--- Start Document text ---
Dear Ali: I have heard that many Emirati women quit their studies or don’t like to work after graduation once they’re married. What’s your take on this? KP, Germany
Dear KP: The reality is that more marriages are delayed than women quitting their studies, because they’re eager to graduate first and get a prestigious job. Women are the leading graduates in the country and they’re leading the way when it comes to working in various fields across all government and semi-government entities.
Men and women tend to have certain roles to play in our society, and knowing which helps explain the standards and priorities of each. Yes, a woman’s family might advise what they think she should or could do, but essentially she always chooses for herself. Therefore, if a woman decides to quit her studies to take care of her family and children, she wouldn’t be criticised for that. If she wants to complete her studies and get a job before marriage, though, her opinion will also be taken into account, and her future husband’s family will have to adjust to such conditions, which almost all of them do.
--- End Document text ---
--- Start Dataset content ---
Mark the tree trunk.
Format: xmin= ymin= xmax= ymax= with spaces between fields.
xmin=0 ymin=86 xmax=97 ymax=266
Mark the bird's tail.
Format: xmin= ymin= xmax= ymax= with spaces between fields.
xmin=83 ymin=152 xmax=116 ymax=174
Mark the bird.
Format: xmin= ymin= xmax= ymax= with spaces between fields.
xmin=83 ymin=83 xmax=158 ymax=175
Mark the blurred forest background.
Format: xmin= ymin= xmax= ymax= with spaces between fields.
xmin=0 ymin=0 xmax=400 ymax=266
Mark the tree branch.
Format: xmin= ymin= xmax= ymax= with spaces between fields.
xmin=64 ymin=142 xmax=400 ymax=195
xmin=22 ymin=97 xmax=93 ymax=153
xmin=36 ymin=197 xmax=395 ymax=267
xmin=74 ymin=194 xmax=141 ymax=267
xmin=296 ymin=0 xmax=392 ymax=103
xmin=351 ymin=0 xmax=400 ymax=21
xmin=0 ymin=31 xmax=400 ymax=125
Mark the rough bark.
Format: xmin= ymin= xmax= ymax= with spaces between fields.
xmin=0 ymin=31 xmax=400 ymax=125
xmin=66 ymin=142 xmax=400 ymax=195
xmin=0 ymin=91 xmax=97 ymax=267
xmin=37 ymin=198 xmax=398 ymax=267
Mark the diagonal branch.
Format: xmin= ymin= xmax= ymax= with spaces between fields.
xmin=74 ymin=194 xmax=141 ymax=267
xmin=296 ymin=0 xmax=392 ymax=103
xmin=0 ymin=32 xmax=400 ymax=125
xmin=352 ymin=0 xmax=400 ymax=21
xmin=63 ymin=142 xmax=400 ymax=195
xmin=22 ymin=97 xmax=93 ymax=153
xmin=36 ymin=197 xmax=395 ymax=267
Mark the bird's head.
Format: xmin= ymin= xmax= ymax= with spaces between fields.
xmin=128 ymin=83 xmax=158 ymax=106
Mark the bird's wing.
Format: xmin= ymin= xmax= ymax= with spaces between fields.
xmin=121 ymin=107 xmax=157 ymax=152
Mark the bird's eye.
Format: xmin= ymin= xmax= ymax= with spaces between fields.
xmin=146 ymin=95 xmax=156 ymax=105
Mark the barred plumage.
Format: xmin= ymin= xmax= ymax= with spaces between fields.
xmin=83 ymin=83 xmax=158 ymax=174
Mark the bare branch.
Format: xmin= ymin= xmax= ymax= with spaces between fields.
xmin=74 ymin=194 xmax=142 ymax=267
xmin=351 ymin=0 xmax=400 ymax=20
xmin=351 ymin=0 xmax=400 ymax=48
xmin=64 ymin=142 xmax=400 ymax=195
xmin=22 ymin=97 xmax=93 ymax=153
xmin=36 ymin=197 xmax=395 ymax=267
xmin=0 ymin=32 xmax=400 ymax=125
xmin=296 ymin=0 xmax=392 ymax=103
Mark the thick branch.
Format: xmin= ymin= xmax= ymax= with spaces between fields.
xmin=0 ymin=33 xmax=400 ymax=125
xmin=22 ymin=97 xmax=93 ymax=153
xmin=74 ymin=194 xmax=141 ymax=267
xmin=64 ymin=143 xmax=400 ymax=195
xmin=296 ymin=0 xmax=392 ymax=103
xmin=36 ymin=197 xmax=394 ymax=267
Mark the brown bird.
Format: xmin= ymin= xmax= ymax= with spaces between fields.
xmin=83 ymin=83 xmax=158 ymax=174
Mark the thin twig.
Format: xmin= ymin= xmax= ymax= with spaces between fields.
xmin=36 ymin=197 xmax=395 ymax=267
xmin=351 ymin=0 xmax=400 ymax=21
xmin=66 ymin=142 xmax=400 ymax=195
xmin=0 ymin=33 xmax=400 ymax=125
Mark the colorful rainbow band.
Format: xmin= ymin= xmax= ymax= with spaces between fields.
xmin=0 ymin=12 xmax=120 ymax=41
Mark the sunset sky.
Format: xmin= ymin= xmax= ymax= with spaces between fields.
--- End Dataset content ---
Exercise requirements —
Repeat the passage of the advice column on Emirati women starting at "Dear Ali: I" and ending at "and semi-government entities.", swapping "prestigious" for "respected".

Output —
Dear Ali: I have heard that many Emirati women quit their studies or don’t like to work after graduation once they’re married. What’s your take on this? KP, Germany
Dear KP: The reality is that more marriages are delayed than women quitting their studies, because they’re eager to graduate first and get a respected job. Women are the leading graduates in the country and they’re leading the way when it comes to working in various fields across all government and semi-government entities.